**Task:** Rewrite every line of the following records as a numbered list, omitting any blank lines. Leave the pictures out of your answer.

**Dataset:**
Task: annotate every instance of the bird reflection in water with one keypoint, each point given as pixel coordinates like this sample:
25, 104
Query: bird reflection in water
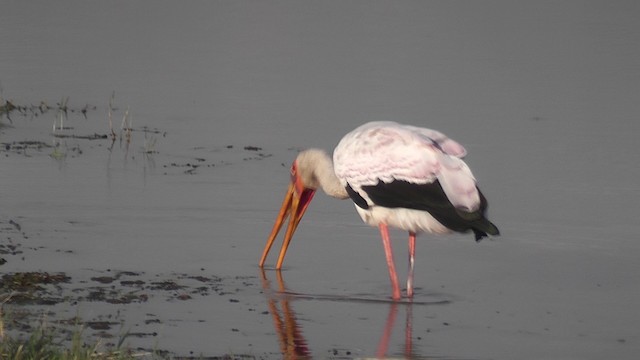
293, 345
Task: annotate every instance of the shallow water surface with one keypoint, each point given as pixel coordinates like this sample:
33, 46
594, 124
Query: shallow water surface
154, 235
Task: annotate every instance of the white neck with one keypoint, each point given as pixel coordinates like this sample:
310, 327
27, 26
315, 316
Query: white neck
316, 171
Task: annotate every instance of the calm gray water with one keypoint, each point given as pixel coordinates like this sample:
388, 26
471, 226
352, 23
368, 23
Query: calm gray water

**Result of the task:**
1. Task: annotate every instance of the bird reflection in water with one keypoint, each point given as pixel coordinates like this sample:
2. 25, 104
3. Query: bird reflection in water
4. 293, 345
5. Task: annotate every instance of the shallow water surface with one keypoint, each point given as pixel coordinates like this sample:
6. 33, 46
7. 594, 124
8. Query: shallow water surface
9. 154, 235
10. Task: annotate every instance of the white neck with one keypoint, each point given as pixel coordinates like this sample:
11. 310, 327
12. 27, 26
13. 315, 316
14. Query: white neck
15. 316, 171
16. Task: annotate every instance of the calm gray water with one keypoint, each point given as pixel coordinates like this sample:
17. 388, 26
18. 471, 226
19. 352, 23
20. 368, 23
21. Query: calm gray water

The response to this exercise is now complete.